#### DIRECTIONS
Each line below with the string "dark" should be copied.

#### DATA RECORDS

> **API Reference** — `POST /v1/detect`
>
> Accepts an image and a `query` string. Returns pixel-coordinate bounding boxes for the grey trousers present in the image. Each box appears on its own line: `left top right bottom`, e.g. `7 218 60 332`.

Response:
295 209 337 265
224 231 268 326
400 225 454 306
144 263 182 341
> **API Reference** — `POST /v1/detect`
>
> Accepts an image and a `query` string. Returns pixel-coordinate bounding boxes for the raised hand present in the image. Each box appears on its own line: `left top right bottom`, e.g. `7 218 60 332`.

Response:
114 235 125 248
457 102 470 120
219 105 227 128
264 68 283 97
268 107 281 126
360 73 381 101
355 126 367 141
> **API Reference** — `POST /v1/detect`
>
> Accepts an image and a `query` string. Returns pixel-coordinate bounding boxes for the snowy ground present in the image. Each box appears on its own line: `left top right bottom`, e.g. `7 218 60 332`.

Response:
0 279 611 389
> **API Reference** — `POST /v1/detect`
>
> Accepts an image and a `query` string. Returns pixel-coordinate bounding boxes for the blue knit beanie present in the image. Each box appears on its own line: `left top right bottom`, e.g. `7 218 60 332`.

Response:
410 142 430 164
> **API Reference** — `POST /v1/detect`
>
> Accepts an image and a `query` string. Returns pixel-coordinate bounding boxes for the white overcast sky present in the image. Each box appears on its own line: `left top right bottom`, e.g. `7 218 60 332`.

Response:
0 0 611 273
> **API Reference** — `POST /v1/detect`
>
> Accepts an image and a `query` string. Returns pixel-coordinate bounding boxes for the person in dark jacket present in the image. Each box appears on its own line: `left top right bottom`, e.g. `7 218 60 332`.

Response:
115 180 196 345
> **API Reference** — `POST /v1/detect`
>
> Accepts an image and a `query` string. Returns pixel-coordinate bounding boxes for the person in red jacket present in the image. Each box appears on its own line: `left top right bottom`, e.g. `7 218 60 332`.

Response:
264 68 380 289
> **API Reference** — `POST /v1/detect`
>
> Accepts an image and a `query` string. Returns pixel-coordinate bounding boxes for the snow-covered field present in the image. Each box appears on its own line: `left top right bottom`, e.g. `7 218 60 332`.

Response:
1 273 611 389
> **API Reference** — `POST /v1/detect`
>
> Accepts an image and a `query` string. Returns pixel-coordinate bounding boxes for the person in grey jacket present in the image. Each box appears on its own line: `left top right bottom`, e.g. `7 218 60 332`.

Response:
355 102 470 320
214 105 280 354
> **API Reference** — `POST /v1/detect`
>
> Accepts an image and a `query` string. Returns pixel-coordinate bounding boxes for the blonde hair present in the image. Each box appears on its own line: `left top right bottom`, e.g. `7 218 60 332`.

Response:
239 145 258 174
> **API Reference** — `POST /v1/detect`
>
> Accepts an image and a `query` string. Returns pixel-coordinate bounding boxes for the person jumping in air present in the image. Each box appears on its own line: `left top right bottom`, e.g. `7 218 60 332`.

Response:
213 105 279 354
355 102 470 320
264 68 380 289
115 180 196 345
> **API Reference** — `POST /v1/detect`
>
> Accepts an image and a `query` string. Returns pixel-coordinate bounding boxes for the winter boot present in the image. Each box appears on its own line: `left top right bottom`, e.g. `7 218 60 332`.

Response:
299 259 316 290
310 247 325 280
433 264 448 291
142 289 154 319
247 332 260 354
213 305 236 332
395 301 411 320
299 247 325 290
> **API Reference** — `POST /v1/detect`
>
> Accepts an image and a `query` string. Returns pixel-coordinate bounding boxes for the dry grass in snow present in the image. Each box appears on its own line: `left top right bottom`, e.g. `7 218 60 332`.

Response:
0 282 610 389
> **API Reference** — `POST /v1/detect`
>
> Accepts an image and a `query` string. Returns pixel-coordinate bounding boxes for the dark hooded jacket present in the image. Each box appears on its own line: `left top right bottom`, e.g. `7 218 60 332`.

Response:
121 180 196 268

#### RESPONSE TO THIS EXERCISE
> Accepts an image and a `query` string. Returns pixel-coordinate bounding boxes for the person in dark jacket present in the image. Each box appears on its own line: `left top right bottom`, e.g. `7 218 60 332`.
> Accepts an image and a `query` string. Returns pixel-coordinate bounding boxes for the dark hooded jacket present in the image. Each box appears on its own line: `left top right bottom`, e.g. `7 218 60 332`.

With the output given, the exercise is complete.